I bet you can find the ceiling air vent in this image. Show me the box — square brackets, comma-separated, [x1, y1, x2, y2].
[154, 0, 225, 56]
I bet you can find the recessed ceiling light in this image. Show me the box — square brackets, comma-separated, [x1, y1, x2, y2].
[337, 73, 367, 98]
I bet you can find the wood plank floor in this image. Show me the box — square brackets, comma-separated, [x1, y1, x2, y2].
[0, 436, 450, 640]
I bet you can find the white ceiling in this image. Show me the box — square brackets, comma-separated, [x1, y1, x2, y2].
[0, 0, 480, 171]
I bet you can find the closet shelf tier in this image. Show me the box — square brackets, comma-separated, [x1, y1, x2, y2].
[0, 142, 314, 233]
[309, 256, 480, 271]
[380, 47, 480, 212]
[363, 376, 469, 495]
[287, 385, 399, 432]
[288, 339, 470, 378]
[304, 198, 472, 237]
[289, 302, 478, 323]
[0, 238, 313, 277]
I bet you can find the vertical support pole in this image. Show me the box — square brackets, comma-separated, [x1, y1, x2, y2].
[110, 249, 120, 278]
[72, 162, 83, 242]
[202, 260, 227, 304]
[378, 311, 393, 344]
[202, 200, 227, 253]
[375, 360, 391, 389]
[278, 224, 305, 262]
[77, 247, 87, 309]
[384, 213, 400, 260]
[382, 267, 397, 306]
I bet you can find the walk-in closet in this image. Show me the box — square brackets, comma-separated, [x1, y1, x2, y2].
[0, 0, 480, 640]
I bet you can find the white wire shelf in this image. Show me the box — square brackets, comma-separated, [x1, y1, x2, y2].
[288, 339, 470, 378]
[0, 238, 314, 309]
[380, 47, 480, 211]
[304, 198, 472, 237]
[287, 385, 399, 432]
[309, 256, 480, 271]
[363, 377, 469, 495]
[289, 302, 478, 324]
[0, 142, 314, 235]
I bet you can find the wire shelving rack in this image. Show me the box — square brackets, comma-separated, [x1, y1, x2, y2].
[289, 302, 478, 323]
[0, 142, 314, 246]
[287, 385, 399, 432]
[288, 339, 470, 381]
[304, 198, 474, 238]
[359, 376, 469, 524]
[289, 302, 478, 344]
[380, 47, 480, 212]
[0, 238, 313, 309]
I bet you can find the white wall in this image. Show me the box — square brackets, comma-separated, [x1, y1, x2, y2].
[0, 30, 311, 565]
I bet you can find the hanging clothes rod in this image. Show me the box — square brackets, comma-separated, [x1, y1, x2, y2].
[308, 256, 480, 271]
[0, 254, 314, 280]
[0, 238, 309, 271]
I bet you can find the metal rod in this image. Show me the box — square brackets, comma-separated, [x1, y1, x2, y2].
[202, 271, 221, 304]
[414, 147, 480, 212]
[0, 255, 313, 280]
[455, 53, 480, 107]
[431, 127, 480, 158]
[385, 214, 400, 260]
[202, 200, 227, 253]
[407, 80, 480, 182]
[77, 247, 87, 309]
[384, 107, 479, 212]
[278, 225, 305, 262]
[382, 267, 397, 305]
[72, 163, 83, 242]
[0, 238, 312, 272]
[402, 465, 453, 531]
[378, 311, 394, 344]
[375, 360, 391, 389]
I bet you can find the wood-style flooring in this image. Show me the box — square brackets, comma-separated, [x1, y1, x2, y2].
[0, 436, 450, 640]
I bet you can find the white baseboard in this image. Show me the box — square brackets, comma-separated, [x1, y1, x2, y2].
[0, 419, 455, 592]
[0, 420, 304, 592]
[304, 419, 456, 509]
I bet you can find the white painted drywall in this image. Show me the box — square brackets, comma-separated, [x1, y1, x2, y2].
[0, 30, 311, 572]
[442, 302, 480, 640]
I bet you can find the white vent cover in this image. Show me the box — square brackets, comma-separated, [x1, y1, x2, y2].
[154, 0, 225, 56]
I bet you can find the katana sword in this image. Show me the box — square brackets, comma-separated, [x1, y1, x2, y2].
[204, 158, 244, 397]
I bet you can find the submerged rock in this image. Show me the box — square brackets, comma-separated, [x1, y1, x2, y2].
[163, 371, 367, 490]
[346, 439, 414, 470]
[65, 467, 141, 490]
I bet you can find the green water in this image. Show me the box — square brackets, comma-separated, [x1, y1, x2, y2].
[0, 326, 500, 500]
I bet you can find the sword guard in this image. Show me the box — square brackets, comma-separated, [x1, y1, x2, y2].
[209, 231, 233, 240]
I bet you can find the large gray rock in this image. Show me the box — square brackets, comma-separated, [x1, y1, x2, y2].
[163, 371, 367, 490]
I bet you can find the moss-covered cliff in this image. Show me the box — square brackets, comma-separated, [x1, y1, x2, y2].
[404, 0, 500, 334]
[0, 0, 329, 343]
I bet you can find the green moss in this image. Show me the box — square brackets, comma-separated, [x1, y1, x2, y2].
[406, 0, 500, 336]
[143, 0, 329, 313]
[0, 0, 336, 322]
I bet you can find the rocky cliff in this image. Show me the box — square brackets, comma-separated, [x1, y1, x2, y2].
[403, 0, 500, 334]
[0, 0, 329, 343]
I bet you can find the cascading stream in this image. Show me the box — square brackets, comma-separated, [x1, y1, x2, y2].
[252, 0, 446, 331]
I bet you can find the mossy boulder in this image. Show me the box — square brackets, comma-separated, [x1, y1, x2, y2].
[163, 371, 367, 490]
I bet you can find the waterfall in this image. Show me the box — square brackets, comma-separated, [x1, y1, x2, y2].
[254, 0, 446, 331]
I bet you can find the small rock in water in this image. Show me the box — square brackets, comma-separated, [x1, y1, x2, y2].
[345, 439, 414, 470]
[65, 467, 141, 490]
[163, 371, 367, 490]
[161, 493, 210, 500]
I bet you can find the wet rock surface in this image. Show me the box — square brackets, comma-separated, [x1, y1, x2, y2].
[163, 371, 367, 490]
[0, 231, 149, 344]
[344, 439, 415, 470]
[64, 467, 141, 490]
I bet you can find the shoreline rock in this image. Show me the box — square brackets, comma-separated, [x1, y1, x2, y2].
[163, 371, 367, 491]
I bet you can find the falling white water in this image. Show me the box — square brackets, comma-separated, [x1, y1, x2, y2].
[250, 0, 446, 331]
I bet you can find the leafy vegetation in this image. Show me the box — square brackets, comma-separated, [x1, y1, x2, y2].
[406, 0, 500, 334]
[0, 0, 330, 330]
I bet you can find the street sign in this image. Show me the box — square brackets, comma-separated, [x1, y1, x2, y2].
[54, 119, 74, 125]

━━━━━━━━

* **What to do**: Identify each line above that contains the word "cliff", and copy every such line in full.

* **Result for this exercise**:
I bet you can find the moss-covered cliff in this image. Show me the box — square brackets, comma-separated, [x1, y1, x2, y2].
I bet you can find the rocky cliff in this image. Show me the box — square brackets, comma-separated, [x1, y1, x2, y2].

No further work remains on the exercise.